Exercise: Below are the records; copy out every line that holds the word "window".

(Provided entries begins)

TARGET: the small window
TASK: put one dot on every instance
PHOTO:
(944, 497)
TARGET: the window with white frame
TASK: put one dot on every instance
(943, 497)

(Provided entries ends)

Solution for this problem:
TARGET: the small window
TARGET: the window with white frame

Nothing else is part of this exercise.